Copy word for word the passage of the email about data-dependent branching that runs from "different (or I" up to and including "at each time.".

> **PAGE TEXT**

====

The Subject was among the worst one could have used, not carrying any
meaning.  I reluctantly chose to fix it.

Also, Brandon, I'm not sure if you're subscribed (you didn't post in
here until recently), hence the CC.  Let me know if you're in fact on
the list (I hope so!)

On Wed, Apr 02, 2014 at 11:38:06AM +0000, Poul-Henning Kamp wrote:
> In message <20140402082306.GA24793@...nwall.com>, Solar Designer writes:
> 
> >Data-dependent branching has not been used as much yet, [...]
> 
> I never saw the point really.

I thought you advocated data-dependent branching or something like it
(switching between multiple crypto primitives) in your md5crypt EOL
announcement a couple of years ago.  I recall e-mailing you at the time,
expressing an opinion against data-dependent branching.  Well, that's
how it is in my memory.  It's good to know that your opinion is (now)
different (or I recall incorrectly). :-)

There is a point, and it is in causing attackers with massively parallel
hardware to waste some of their resources on some of:

1. Idle execution units (wasted die area, L1i cache or local memory).
If your hashing scheme may take one of many code paths on each
iteration, then an attack core implementing all of those code paths in
hardware will have all but one execution unit idle at each time.

2. Computation of never used intermediate results (multiple circuits
working in parallel followed by a MUX to choose the right result, or
eager execution on a GPU).

====

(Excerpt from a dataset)
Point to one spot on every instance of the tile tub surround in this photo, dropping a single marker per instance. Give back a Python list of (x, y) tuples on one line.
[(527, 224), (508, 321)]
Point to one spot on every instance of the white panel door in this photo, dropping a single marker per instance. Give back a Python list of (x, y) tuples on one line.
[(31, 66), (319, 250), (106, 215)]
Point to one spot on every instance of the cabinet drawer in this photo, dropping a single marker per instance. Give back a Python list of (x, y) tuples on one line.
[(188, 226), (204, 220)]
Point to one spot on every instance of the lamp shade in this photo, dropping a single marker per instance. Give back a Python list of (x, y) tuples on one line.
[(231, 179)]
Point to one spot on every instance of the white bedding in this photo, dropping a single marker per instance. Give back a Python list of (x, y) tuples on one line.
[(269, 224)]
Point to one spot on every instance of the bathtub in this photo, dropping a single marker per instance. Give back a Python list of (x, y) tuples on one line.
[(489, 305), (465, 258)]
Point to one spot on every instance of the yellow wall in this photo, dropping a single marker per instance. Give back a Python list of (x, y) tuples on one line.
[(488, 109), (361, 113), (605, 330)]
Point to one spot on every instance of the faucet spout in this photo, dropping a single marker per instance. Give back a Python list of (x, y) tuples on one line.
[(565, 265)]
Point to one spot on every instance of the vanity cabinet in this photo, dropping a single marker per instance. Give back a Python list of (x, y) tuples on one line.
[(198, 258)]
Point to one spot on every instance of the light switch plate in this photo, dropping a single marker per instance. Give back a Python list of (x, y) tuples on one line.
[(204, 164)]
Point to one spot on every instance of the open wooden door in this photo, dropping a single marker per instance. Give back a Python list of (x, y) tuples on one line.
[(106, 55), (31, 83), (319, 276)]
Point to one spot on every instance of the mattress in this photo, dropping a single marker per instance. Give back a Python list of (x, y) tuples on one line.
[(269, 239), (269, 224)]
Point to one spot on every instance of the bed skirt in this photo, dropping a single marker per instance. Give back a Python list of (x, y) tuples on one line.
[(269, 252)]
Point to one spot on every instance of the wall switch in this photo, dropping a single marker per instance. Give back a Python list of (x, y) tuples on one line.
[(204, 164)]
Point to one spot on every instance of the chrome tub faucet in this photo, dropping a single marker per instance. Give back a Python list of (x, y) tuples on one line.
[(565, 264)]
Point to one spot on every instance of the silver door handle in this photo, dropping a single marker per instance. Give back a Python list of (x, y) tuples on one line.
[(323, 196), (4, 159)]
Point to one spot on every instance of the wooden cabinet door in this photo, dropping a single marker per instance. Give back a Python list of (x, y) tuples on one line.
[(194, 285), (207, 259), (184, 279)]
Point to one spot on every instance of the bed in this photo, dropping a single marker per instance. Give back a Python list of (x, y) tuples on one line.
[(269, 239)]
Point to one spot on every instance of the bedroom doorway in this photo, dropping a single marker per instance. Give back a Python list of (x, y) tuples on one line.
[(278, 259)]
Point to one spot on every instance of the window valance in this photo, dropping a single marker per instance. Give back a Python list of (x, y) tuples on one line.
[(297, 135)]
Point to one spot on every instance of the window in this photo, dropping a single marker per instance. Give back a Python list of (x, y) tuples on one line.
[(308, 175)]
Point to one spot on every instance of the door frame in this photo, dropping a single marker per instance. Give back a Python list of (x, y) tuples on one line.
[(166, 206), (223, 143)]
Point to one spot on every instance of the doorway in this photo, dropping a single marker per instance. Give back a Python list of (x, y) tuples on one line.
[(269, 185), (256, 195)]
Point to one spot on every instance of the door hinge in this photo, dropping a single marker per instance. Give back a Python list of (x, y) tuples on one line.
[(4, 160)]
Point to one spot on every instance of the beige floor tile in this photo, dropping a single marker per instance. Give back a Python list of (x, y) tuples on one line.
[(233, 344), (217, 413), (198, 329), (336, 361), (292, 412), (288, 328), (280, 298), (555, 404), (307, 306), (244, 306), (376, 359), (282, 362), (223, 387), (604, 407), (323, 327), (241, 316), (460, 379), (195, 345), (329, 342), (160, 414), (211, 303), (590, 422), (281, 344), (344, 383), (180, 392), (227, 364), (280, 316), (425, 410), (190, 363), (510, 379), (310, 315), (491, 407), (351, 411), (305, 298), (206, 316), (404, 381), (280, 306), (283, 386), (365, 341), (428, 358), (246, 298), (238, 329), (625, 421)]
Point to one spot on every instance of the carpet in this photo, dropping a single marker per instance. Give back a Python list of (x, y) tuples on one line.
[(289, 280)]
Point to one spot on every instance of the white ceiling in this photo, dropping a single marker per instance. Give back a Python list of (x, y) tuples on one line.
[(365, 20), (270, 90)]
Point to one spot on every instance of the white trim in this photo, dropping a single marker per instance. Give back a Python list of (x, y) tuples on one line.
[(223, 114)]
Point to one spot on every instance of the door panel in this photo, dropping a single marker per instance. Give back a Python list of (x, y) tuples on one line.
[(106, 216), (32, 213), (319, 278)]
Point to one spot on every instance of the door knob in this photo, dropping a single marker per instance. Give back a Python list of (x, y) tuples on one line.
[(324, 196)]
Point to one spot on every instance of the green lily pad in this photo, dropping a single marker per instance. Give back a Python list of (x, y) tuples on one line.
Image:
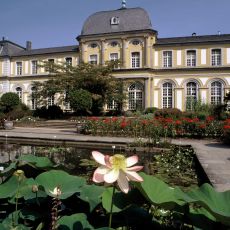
[(217, 203), (74, 222), (39, 162), (68, 184), (9, 188), (159, 193), (92, 194)]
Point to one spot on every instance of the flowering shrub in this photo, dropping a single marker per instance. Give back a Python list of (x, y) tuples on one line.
[(156, 127), (226, 131)]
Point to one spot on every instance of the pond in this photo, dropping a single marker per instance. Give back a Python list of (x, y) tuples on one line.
[(176, 165)]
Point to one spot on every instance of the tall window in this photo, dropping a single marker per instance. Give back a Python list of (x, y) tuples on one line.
[(135, 93), (93, 59), (114, 57), (50, 67), (216, 93), (112, 105), (216, 57), (191, 58), (19, 68), (66, 101), (19, 93), (33, 99), (167, 59), (167, 98), (50, 101), (34, 67), (68, 61), (191, 95), (135, 59)]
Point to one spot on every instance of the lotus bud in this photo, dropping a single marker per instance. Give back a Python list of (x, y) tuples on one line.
[(34, 188)]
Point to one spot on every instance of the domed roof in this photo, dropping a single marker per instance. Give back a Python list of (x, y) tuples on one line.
[(121, 20)]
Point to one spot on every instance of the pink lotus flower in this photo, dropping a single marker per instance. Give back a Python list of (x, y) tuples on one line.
[(116, 168)]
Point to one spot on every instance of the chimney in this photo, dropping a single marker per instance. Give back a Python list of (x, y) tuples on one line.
[(28, 45)]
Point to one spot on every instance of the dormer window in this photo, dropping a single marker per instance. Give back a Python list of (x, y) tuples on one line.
[(93, 45), (114, 44), (114, 21), (136, 42)]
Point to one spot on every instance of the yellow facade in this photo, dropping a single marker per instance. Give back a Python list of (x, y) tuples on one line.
[(161, 73)]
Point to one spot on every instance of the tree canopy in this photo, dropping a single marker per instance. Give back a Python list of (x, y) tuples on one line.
[(65, 79)]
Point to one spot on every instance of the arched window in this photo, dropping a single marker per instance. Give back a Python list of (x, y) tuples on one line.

====

> **ANSWER FOR THE TASK**
different (or I recall incorrectly). :-)

There is a point, and it is in causing attackers with massively parallel
hardware to waste some of their resources on some of:

1. Idle execution units (wasted die area, L1i cache or local memory).
If your hashing scheme may take one of many code paths on each
iteration, then an attack core implementing all of those code paths in
hardware will have all but one execution unit idle at each time.